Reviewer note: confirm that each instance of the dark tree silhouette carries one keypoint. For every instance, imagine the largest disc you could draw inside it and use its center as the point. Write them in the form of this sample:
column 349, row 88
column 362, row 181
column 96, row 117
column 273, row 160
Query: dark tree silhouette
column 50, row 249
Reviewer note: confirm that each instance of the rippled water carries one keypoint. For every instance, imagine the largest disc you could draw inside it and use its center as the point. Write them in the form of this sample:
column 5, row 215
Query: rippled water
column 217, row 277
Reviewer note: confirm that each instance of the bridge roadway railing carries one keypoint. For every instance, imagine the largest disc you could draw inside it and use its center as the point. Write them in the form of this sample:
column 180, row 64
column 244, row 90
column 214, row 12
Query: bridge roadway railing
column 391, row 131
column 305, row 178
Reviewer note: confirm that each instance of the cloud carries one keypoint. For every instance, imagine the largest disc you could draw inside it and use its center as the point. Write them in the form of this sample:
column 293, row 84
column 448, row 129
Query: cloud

::::

_What this task involves_
Copy every row above without changing anything.

_Solution for this problem_
Reviewer note: confirm that each instance of the dark tree silhouette carries one keypoint. For every instance, imagine the largest disc you could draw inside it and use its center as the point. Write them in the form of this sample:
column 349, row 88
column 362, row 181
column 96, row 117
column 273, row 160
Query: dark tree silhouette
column 50, row 249
Reviewer note: confirm that each instance of the rippled water carries one keypoint. For every instance, imagine the largest disc you could draw inside it and use its center as the point. Write them in the form of this sample:
column 5, row 215
Query: rippled water
column 217, row 277
Reviewer note: confirm that each instance of the bridge roadway railing carries one keypoint. For every instance, imagine the largest disc you could draw inside it and use its center as the point. Write them in the form of this sample:
column 180, row 64
column 244, row 90
column 214, row 12
Query: bridge roadway railing
column 391, row 131
column 305, row 178
Reviewer note: confirm that each instance of the cloud carries one keypoint. For every instance, imagine the largest disc you could draw inside it and use its center as the point. Write them in the form of this sample:
column 293, row 84
column 448, row 129
Query: cloud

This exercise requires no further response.